Object point labels:

---

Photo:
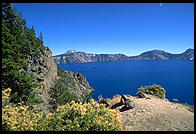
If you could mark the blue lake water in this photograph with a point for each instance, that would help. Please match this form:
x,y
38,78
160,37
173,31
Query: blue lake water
x,y
125,77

---

- [TASK STATEMENT]: Please pull out every line of the records that contains the word "blue". Case counts.

- [THE RESULT]:
If you could mark the blue lake water in this photograph with a point for each instance, that would help. Please match this form:
Query: blue lake water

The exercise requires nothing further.